— Start Excerpted records —

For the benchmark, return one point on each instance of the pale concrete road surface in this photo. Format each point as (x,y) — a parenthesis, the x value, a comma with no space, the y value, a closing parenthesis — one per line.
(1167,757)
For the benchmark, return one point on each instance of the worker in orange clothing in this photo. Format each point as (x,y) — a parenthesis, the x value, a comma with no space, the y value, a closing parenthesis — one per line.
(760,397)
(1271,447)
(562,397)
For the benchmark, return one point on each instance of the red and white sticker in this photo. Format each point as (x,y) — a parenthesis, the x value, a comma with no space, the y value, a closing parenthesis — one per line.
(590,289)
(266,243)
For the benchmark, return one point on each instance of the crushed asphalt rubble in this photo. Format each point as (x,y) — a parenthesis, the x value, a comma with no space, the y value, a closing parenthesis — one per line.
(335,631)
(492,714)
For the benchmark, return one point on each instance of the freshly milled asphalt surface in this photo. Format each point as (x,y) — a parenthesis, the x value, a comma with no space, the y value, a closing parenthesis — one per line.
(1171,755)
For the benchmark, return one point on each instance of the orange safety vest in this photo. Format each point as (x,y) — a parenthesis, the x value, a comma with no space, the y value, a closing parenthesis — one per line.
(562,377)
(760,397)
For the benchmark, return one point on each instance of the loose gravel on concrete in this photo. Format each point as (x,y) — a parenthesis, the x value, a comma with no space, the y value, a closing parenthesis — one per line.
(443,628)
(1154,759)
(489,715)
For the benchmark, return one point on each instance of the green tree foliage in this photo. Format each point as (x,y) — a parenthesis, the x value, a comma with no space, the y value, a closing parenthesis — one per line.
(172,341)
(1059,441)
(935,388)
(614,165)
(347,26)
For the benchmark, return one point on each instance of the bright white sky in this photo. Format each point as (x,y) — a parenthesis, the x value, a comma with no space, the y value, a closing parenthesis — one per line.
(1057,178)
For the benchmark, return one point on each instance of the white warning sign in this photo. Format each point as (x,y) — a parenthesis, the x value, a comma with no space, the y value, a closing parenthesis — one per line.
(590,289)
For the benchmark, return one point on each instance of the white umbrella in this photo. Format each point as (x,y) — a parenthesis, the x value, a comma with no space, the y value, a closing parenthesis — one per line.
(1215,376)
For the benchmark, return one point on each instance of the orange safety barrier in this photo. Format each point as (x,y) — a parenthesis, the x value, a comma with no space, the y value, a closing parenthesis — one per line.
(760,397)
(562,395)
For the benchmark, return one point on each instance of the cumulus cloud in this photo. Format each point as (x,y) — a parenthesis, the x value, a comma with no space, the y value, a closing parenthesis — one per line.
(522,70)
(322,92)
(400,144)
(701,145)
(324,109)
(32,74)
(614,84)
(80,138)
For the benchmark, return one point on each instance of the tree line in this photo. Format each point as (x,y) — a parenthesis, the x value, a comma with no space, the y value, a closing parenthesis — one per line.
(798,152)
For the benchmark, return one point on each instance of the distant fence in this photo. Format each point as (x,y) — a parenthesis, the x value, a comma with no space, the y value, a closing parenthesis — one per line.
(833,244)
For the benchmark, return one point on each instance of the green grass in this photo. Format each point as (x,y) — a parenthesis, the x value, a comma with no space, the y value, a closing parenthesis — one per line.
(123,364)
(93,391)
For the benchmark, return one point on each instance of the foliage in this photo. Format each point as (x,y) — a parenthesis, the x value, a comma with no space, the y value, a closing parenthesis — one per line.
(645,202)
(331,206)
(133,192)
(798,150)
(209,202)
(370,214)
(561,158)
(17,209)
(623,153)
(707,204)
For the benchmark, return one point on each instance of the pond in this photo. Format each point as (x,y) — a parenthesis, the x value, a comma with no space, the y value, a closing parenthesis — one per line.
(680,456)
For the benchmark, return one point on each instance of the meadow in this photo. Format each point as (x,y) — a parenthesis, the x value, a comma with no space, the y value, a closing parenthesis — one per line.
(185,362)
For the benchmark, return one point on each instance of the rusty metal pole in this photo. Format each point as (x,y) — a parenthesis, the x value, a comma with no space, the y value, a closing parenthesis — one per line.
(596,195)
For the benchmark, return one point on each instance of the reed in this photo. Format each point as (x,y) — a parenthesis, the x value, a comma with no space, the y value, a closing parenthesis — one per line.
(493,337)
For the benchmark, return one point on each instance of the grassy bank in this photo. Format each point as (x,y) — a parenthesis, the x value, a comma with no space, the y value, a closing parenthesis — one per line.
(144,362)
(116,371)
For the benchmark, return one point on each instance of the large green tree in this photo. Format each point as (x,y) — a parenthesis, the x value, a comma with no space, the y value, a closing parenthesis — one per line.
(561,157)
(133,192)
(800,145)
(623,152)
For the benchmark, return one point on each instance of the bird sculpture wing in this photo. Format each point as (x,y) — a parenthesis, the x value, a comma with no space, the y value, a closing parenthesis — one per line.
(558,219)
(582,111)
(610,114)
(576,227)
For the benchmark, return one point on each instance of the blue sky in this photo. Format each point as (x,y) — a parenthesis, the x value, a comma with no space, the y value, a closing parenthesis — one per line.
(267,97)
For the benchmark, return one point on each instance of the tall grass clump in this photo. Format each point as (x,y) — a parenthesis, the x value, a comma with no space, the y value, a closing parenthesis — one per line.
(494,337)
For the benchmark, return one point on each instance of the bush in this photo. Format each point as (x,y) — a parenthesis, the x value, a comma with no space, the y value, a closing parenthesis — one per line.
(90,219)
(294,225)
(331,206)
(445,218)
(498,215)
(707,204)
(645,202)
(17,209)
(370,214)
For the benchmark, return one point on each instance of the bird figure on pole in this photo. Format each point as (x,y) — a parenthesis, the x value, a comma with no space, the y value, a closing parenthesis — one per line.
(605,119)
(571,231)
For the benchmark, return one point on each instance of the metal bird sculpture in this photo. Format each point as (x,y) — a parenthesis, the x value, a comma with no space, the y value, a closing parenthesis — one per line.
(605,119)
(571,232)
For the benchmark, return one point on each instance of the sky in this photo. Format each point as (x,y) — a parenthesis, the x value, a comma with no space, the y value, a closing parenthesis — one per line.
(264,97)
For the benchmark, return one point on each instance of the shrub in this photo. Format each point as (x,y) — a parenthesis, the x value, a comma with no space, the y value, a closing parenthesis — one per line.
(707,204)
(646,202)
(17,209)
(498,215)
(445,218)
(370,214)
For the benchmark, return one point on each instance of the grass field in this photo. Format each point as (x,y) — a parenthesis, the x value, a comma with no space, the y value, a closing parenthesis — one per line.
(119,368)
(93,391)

— End Excerpted records —

Written exercise: Extract the lines above from the one containing "the bird sculpture" to the last line, both included, exactly as written.

Answer to this problem:
For the benchmark, return one point on each instance of the bird sculpture wing in this photo. Format each point as (x,y) — a parenthesis, the x value, a comma with no space, the y value, a closing parenthesis — one per line.
(558,219)
(582,111)
(610,114)
(576,227)
For the benchmark, return one point on each instance of the blue sky in this photo. Format each point as (x,y) — a parenthesis, the x value, a comma with no space, the y value, a closing parenthesis — one per line.
(267,97)
For the benchmark, return one point on each instance of the tall grass clump in this photo. Format each point as (x,y) — a parenthesis, the x value, a comma with no space, the y value, a closing parenthesis — one per line.
(494,337)
For the benchmark, return one point on each instance of the bush in this photo. Format each point as (x,y) — a parenthesis, the x value, a comma with no space, the y value, a closing parenthesis — one per line.
(90,219)
(294,225)
(331,206)
(445,218)
(498,215)
(707,204)
(645,202)
(17,209)
(370,214)
For the benchmark, return one point on each instance of the bird figure on pole in this photo. Format each point as (x,y) — a parenthesis, the x value, a comma with no space, the y value, a closing parenthesis — one per line.
(605,119)
(571,231)
For the benchmark, return one point on each instance of the metal bird sculpture in this photo. Format each point as (x,y) — a parenthesis, the x value, a comma with no space, the y value, a closing parenthesis — one per line.
(605,119)
(571,232)
For the benchmark, return one point on each instance of the sky in this photo. Format each point as (x,y) — a parenthesis, the x value, a comma with no space, the y value, a closing parenthesis — one per line.
(264,97)
For the benchmark, return one point on each instance of the shrub in this photo. Format each point as (x,y) — a parenthesis, the x value, a comma with no space, the y value, a closing parenthesis — one per line.
(707,204)
(646,202)
(17,209)
(498,215)
(445,218)
(370,214)
For the benchmark, return one point on each instance of the grass field in this photo. Format each point as (x,y) — a parenthesis, the x value, a comma with no space, the y value, a closing parenthesis — one per line.
(119,368)
(93,391)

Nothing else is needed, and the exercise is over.